-- begin DOCUMENT EXTRACT --

I personally don't agree with this, especially that you should "always depend on an abstraction instead of an implementation". If your use case doesn't envision polymorphism and your abstraction is there "just in case", you've essentially wasted effort. There's nothing wrong with coupling if that's intentional, not all coupling should be avoided just because you can. In fact, most of your interfaces are still coupled to implementations in ways you may not realize until you try to introduce a second implementation.

The goal of unit tests is design of your software, you're writing a contract, as soon as you assume that is for testing your software you misunderstood its purpose. As a contract, you want to ensure that a class behaves as the developer intended it to behave. While developing this ensures less bugs, as you double check that what you write actually does what you expect it to do. This also ensures that other developers that might be working on your software while you are long gone understand what you wanted to achieve, why, and can make changes to your software without breaking its contract.

If the goal of unit test is to aid in design then I would argue the name is misleading and rightfully gets people confused. I personally don't believe it helps with design, but if it helps you then by all means. However, if your goal is to ensure that your software works, then maybe you want to re-evaluate your approaches. From a high-level perspective, if your software works correctly according to the functional requirements, there might be a million bugs in your code that ultimately don't matter because they never surface in any way that would impact user experience. Instead, by not relying on internal specifics, you get the freedom to change and refactor your code however you want, as long as it doesn't invalidate the top-level public contract.

-- end DOCUMENT EXTRACT --
-- begin DATASET EXTRACT --

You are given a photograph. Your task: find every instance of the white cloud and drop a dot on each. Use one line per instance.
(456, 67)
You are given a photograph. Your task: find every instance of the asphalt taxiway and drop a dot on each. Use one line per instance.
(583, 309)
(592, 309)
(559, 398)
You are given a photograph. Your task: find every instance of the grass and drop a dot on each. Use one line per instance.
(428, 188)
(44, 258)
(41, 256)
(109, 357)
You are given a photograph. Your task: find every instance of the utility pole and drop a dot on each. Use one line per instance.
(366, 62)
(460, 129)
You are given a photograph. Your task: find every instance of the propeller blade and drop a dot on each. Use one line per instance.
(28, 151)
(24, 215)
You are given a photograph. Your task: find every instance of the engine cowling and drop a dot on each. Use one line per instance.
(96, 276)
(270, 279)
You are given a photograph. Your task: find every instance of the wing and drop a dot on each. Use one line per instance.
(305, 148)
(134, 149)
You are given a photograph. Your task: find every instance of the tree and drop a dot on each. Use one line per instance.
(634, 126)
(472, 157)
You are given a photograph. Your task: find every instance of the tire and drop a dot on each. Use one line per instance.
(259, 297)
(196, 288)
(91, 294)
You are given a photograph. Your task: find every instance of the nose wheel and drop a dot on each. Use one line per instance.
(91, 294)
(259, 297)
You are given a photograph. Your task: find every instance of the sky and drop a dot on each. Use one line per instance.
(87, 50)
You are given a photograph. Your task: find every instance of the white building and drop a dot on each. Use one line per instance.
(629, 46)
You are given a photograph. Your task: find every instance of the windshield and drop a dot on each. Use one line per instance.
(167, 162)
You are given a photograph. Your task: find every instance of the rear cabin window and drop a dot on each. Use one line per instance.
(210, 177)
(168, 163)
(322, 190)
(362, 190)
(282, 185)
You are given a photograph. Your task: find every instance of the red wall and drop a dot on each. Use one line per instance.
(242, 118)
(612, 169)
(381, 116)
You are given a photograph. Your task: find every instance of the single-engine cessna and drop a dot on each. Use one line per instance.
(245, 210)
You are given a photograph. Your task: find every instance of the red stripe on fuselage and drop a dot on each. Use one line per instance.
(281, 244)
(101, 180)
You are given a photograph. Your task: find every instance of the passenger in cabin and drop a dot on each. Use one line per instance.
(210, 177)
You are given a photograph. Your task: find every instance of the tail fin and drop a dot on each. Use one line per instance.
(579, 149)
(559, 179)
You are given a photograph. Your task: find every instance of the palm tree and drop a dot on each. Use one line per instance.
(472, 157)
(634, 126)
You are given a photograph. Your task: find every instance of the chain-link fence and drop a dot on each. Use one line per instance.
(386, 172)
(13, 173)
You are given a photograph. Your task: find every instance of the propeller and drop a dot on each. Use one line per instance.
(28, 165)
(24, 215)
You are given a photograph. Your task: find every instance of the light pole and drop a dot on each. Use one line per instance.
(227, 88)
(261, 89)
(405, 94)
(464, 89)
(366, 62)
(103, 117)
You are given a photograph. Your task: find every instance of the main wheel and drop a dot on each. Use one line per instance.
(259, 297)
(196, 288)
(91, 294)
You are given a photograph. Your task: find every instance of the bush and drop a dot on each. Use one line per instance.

-- end DATASET EXTRACT --

Reproduce the comment on abstractions and unit testing in full, word for word.

I personally don't agree with this, especially that you should "always depend on an abstraction instead of an implementation". If your use case doesn't envision polymorphism and your abstraction is there "just in case", you've essentially wasted effort. There's nothing wrong with coupling if that's intentional, not all coupling should be avoided just because you can. In fact, most of your interfaces are still coupled to implementations in ways you may not realize until you try to introduce a second implementation.

The goal of unit tests is design of your software, you're writing a contract, as soon as you assume that is for testing your software you misunderstood its purpose. As a contract, you want to ensure that a class behaves as the developer intended it to behave. While developing this ensures less bugs, as you double check that what you write actually does what you expect it to do. This also ensures that other developers that might be working on your software while you are long gone understand what you wanted to achieve, why, and can make changes to your software without breaking its contract.

If the goal of unit test is to aid in design then I would argue the name is misleading and rightfully gets people confused. I personally don't believe it helps with design, but if it helps you then by all means. However, if your goal is to ensure that your software works, then maybe you want to re-evaluate your approaches. From a high-level perspective, if your software works correctly according to the functional requirements, there might be a million bugs in your code that ultimately don't matter because they never surface in any way that would impact user experience. Instead, by not relying on internal specifics, you get the freedom to change and refactor your code however you want, as long as it doesn't invalidate the top-level public contract.